(Beginning of PAGE EXTRACT)
The last great masterpiece from Akira Kurosawa returns the Japanese genius to the pages of Shakespeare, and as appropriate for man in the autumn of his years it is King Lear he recreates with an epic but passionate tale of rival brothers and father’s destructiveness wrong-headedness. Kurosawa had previously transported Macbeth into the turbulent battlefields of 16th century feudal Japan to powerful effect with Throne Of Blood, and here with the addition of full-blooded colour he again transforms the Bard’s eloquence in a form of cinematic thunder, a spectacle for mind and heart.
Kurosawa again transforms the Bard’s eloquence in a form of cinematic thunder, a spectacle for mind and heart.
What makes Ran impossible to forget, or avoid, is more than simply the dazzling battle scenes in which thousands of horsemen, colour-coded with individual flags, flooding valleys and woods; not just the bloody repercussions of violence from a battered warrior clutching his dismembered arm to a devious wife taking her own life and a cascade of blood spraying across a wall; nor, still, simply the vivid, ferocious performances that burst out of the hugeness to live and breathe with angry gasps (Tatsuya Nakada’s fallen father’s descent into madness strikes a deep despairing chord).
(End of PAGE EXTRACT)
(Beginning of DATA FOR REVIEW)
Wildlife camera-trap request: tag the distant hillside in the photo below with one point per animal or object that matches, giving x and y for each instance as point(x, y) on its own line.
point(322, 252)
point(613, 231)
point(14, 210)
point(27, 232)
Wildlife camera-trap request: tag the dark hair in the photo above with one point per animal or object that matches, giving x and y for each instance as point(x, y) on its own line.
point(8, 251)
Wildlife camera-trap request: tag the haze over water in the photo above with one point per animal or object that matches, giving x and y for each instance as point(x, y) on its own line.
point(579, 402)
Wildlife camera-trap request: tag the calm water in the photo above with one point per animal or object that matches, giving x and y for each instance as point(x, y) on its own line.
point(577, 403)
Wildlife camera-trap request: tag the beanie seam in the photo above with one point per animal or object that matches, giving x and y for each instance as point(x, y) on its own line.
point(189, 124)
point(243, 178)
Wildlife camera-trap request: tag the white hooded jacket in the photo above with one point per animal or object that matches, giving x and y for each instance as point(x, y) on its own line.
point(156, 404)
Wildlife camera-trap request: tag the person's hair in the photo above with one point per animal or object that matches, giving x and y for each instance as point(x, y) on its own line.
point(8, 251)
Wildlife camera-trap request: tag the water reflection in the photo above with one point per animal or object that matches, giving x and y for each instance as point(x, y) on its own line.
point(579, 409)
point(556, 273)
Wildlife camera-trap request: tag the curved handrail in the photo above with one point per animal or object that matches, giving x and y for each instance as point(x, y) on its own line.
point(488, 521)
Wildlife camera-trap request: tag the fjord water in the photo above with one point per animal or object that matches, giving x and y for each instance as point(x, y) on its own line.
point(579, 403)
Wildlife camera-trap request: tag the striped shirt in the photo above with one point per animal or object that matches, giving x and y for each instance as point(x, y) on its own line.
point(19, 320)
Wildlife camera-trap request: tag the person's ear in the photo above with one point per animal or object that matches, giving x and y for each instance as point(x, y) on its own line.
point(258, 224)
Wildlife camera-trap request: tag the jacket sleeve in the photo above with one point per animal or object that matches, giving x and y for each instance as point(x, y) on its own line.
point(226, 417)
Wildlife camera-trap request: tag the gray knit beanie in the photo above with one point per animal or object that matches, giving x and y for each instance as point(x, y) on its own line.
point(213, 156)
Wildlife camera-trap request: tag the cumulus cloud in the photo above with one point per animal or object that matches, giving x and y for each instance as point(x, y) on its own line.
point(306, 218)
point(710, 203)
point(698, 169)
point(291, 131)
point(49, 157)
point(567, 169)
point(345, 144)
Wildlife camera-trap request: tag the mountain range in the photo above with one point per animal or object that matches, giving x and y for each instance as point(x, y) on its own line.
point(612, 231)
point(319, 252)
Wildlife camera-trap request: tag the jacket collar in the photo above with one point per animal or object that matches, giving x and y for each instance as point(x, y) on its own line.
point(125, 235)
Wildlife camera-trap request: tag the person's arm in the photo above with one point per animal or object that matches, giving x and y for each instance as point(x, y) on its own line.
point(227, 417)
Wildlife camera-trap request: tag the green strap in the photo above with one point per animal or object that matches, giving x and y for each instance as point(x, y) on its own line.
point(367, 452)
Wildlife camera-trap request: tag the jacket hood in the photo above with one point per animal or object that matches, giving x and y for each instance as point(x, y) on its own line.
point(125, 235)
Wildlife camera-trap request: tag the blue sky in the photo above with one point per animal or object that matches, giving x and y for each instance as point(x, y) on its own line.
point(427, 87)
(End of DATA FOR REVIEW)
» **TASKS TO PERFORM**:
**1.** Answer these questions about the review of Ran:
(a) Which Shakespeare play does Kurosawa recreate in Ran?
(b) Which earlier Kurosawa film brought Macbeth to feudal Japan?
(c) How are the thousands of horsemen in the battle scenes marked?
**2.** Go on with the review of Ran, picking up after its final sentence.
The entries have no connection to the review of Ran.

» **ANSWER LIST**:
**1.**
(a) King Lear.
(b) Throne Of Blood.
(c) They are color-coded with individual flags.

**2.**
No, it is the entirety of its achievement, the sheer monumental size of the production, both physically and in the strikes of its drama that seize you so tightly. The title translates as “chaos” but its director who seems to have control of even the stormclouds he summons to accent the sweeps of his plot, is nothing but a master of control. While never quite as intimate as Seven Samurai, this remains a film born of rare greatness.